(Saved data entries)
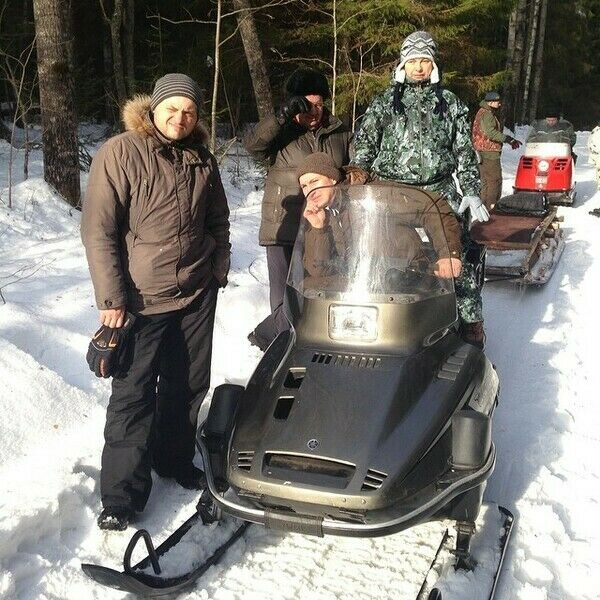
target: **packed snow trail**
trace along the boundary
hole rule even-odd
[[[578,198],[573,208],[560,209],[567,245],[552,279],[539,289],[501,283],[484,290],[486,351],[501,383],[494,418],[498,464],[486,496],[518,519],[502,600],[592,600],[600,587],[600,520],[594,517],[600,219],[588,214],[600,206],[600,194],[587,164],[587,135],[578,134]],[[519,154],[503,156],[505,192]],[[6,301],[0,299],[0,598],[124,598],[80,570],[81,562],[118,568],[134,528],[105,533],[95,524],[110,386],[93,377],[84,358],[97,311],[79,213],[41,180],[39,151],[30,165],[37,177],[13,189],[9,210],[7,160],[8,146],[0,140],[0,292]],[[15,174],[18,168],[19,160]],[[233,260],[230,284],[219,296],[213,385],[243,384],[250,376],[260,355],[246,335],[268,310],[264,250],[256,243],[260,175],[246,158],[231,159],[223,179]],[[195,493],[156,479],[135,527],[147,528],[159,543],[194,512],[196,501]],[[411,599],[443,528],[433,523],[369,540],[253,527],[180,597]],[[213,532],[195,535],[208,539]],[[450,578],[445,600],[468,600],[459,592],[461,578],[474,576]]]

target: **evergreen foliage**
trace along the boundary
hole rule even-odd
[[[185,72],[207,90],[209,112],[215,2],[133,1],[136,89],[150,91],[162,74]],[[103,2],[110,14],[112,0]],[[433,34],[445,85],[472,108],[485,91],[501,89],[507,77],[509,17],[516,0],[288,0],[260,8],[266,3],[252,0],[276,102],[285,78],[300,65],[320,68],[333,84],[334,7],[336,112],[348,122],[389,85],[402,41],[416,29]],[[78,116],[107,120],[107,106],[112,106],[117,121],[114,82],[105,60],[110,31],[100,0],[71,5]],[[0,46],[8,55],[18,56],[33,40],[31,6],[32,0],[0,0]],[[223,10],[232,10],[229,0],[223,0]],[[235,16],[226,17],[221,27],[222,37],[229,39],[221,47],[218,118],[239,129],[256,120],[255,100]],[[578,128],[600,121],[599,27],[600,0],[548,4],[539,109],[559,103]],[[109,53],[109,66],[110,59]],[[35,56],[29,71],[32,85]],[[0,80],[0,101],[14,100],[2,71]]]

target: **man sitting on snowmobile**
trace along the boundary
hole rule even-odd
[[[341,275],[336,256],[356,252],[352,243],[352,223],[346,210],[343,188],[345,178],[331,158],[322,152],[309,155],[297,170],[306,206],[303,216],[309,227],[304,232],[304,267],[309,276]],[[395,185],[387,183],[386,185]],[[397,184],[396,184],[397,185]],[[427,262],[422,240],[415,227],[423,227],[439,257],[434,274],[442,278],[458,277],[461,272],[460,225],[448,203],[439,195],[423,193],[405,197],[404,219],[381,223],[381,257],[408,257],[408,266]],[[347,261],[342,261],[347,263]]]
[[[571,145],[573,159],[577,155],[573,152],[573,146],[577,141],[577,134],[573,125],[560,116],[560,110],[556,107],[548,108],[543,119],[538,119],[531,124],[531,131],[527,141],[536,142],[567,142]]]

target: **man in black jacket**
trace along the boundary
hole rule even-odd
[[[268,167],[259,242],[267,249],[271,314],[248,336],[261,350],[289,328],[283,296],[304,205],[296,169],[314,152],[325,152],[338,167],[346,165],[352,142],[352,132],[324,106],[330,94],[322,73],[294,71],[285,93],[279,111],[262,119],[245,139],[246,149]]]

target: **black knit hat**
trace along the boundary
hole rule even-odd
[[[167,73],[154,84],[150,108],[154,110],[163,100],[173,96],[189,98],[198,110],[202,106],[202,88],[191,77],[183,73]]]
[[[560,119],[560,113],[562,111],[560,110],[559,106],[549,106],[545,111],[544,111],[544,117],[556,117],[557,119]]]
[[[314,152],[309,154],[296,169],[296,177],[300,179],[306,173],[316,173],[317,175],[325,175],[334,181],[341,181],[344,176],[337,165],[333,162],[333,158],[325,152]]]
[[[285,82],[285,94],[288,97],[314,94],[327,100],[330,96],[327,77],[313,69],[296,69]]]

### TASK DETAILS
The copy must match each record exactly, apart from the images, which stay out.

### EXERCISE RESPONSE
target: **packed snow trail**
trace along the boundary
hole rule even-odd
[[[578,198],[573,208],[560,209],[567,245],[552,279],[539,289],[501,283],[484,290],[486,351],[501,383],[494,418],[498,464],[486,496],[518,519],[502,600],[592,600],[600,587],[600,520],[594,517],[600,219],[588,214],[600,206],[600,194],[587,164],[587,135],[578,134]],[[519,154],[503,156],[505,192]],[[6,301],[0,299],[0,598],[124,598],[80,570],[81,562],[118,568],[134,528],[105,533],[95,524],[110,386],[93,377],[84,358],[97,311],[79,213],[41,180],[39,151],[30,165],[37,177],[13,189],[9,210],[7,160],[8,146],[0,140],[0,292]],[[15,174],[18,168],[19,160]],[[233,260],[230,284],[219,296],[213,385],[243,384],[250,376],[260,355],[246,335],[268,310],[264,250],[256,243],[260,175],[246,158],[231,159],[223,179]],[[195,493],[156,479],[135,527],[147,528],[159,543],[194,512],[196,501]],[[411,599],[443,528],[433,523],[369,540],[253,527],[180,597]],[[213,532],[195,535],[208,539]],[[450,578],[445,600],[468,600],[459,592],[461,578],[474,576]]]

target: **evergreen foliage**
trace along the boundary
hole rule even-odd
[[[185,72],[207,90],[209,112],[215,2],[133,1],[136,89],[150,91],[162,74]],[[103,2],[110,14],[112,0]],[[433,34],[445,85],[472,108],[485,91],[501,89],[507,77],[509,17],[516,0],[288,0],[260,8],[266,3],[252,0],[276,102],[285,78],[300,65],[320,68],[333,84],[334,7],[336,112],[348,122],[389,85],[402,41],[416,29]],[[78,116],[107,120],[107,106],[112,106],[117,121],[114,82],[105,60],[110,31],[100,0],[71,5]],[[0,46],[8,55],[18,56],[33,40],[31,6],[32,0],[0,0]],[[223,10],[232,10],[229,0],[223,0]],[[235,16],[226,17],[221,27],[222,37],[229,39],[221,47],[218,118],[239,129],[256,120],[255,100]],[[578,128],[600,121],[599,27],[600,0],[548,4],[539,109],[559,103]],[[109,53],[109,66],[110,59]],[[35,56],[29,71],[32,85]],[[0,80],[0,101],[14,100],[2,71]]]

target: **man sitting on snowmobile**
trace along the boundary
hole rule even-odd
[[[341,275],[336,256],[356,252],[352,243],[352,223],[346,210],[343,188],[345,178],[331,158],[322,152],[309,155],[297,170],[306,206],[303,216],[309,227],[304,232],[304,267],[309,276]],[[395,185],[387,183],[386,185]],[[397,184],[396,184],[397,185]],[[427,262],[422,240],[415,227],[423,227],[439,257],[434,274],[442,278],[458,277],[461,272],[460,225],[448,203],[439,195],[423,193],[405,197],[404,219],[381,223],[381,257],[408,257],[408,266]],[[347,261],[342,261],[347,263]]]
[[[571,145],[573,159],[577,155],[573,152],[573,146],[577,141],[577,134],[573,125],[560,116],[560,110],[556,107],[548,108],[543,119],[538,119],[531,124],[531,131],[527,141],[536,142],[567,142]]]

target: **man in black jacket**
trace along the boundary
hole rule even-odd
[[[268,167],[259,242],[267,249],[271,314],[248,336],[261,350],[289,328],[283,296],[304,205],[296,169],[314,152],[325,152],[338,167],[346,165],[352,142],[352,132],[324,106],[330,94],[322,73],[294,71],[285,93],[279,111],[262,119],[245,139],[246,149]]]

target: **black knit hat**
trace along the boundary
hole rule even-odd
[[[167,73],[154,84],[150,108],[154,110],[163,100],[173,96],[189,98],[198,110],[202,106],[202,88],[191,77],[183,73]]]
[[[560,119],[560,113],[562,111],[560,110],[559,106],[549,106],[545,111],[544,111],[544,117],[556,117],[557,119]]]
[[[314,152],[309,154],[296,169],[296,177],[300,179],[306,173],[316,173],[317,175],[325,175],[334,181],[341,181],[344,176],[337,165],[333,162],[333,158],[325,152]]]
[[[285,82],[285,94],[288,97],[314,94],[327,100],[330,96],[327,77],[313,69],[296,69]]]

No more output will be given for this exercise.